▶ 作業内容: メタの措置に関する抜粋から、ユーザーが自分で決める、または許可できるとされている事項をすべて箇条書きで挙げること。

▶ 抜粋箇所:

+ + +

5 今回、調査を終了する前に、メタとカルテル庁との間で集中的な協議が行われ、その間にメタはカルテル庁の決定を実施するために以下の措置を徐々に講じた、又は講じることに合意した。
(1) アカウントセンターを導入し、メタが提供するその他のサービスから収集したデータを分離(注4)
 アカウントセンターでは、メタが提供するどのサービス(フェイスブック、インスタグラム等)に接続するかをユーザー自身が決めることができ、広告目的でもこれらのサービス間でデータを共有することをユーザー自身が許可できる。各サービスを個別に利用する場合でも、ユーザーエクスペリエンスの品質が大きく損なわれることはない。
(注4) https://www.bundeskartellamt.de/SharedDocs/Meldung/EN/Pressemitteilungen/2023/07_06_2023_Meta_Daten.html
(2) フェイスブックのデータを他のデータから分離できる「クッキー」設定の導入
 フェイスブックの「クッキー」設定では、自分のフェイスブックのデータについて、いわゆるビジネスツールを使ってメタがサードパーティのウェブサイトやアプリから収集したデータと統合することを許可するかどうかを、ユーザーが決めることができるようになった。これはインスタグラムにも適用される。

+ + +

▶ 抽出データ:
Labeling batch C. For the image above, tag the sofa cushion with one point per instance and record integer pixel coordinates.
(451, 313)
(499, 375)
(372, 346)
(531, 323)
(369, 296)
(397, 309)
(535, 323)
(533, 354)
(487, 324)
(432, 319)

+ + +

▶ 解答:
- メタが提供するどのサービス(フェイスブック、インスタグラム等)に接続するか
- 広告目的でも、これらのサービス間でデータを共有すること
- 自分のフェイスブックのデータを、メタがビジネスツールを使ってサードパーティのウェブサイトやアプリから収集したデータと統合することを許可するかどうか(インスタグラムにも適用される)